WHAT IS NEEDED → Only the lines running from the line with "Target: red berry" to the end of the records below belong in the answer, each copied exactly.

DATA FOR ANALYSIS →
-- Opening Marker --
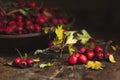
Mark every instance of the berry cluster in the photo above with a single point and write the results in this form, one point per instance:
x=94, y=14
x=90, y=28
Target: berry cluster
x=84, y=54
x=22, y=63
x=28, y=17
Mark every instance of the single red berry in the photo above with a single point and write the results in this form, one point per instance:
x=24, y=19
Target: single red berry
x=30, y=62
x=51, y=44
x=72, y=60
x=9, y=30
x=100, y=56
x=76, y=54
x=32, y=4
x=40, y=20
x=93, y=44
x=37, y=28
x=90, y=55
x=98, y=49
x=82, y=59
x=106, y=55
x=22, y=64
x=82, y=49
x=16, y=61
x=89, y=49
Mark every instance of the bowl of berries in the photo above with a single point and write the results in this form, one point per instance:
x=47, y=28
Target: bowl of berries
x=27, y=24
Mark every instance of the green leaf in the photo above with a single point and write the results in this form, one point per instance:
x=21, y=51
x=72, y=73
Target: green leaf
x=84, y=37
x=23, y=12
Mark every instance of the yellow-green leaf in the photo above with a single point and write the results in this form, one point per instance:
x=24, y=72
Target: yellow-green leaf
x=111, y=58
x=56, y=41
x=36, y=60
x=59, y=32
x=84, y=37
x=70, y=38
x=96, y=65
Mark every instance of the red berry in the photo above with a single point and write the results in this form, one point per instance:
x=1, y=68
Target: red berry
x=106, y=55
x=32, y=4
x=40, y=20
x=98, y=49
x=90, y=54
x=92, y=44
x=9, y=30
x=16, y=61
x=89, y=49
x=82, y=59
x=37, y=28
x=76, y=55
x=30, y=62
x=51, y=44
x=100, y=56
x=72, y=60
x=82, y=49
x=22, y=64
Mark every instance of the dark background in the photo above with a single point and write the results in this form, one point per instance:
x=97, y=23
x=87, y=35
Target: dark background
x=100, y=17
-- Closing Marker --
RESPONSE TO THIS TASK →
Target: red berry
x=106, y=55
x=32, y=4
x=40, y=20
x=98, y=49
x=90, y=54
x=92, y=44
x=9, y=30
x=16, y=61
x=89, y=49
x=82, y=59
x=37, y=28
x=76, y=55
x=30, y=62
x=51, y=44
x=100, y=56
x=72, y=60
x=82, y=49
x=22, y=64
Mark every instance of the dark background in the photo above with a single point and write the results in this form, one point per instance:
x=97, y=23
x=87, y=35
Target: dark background
x=100, y=17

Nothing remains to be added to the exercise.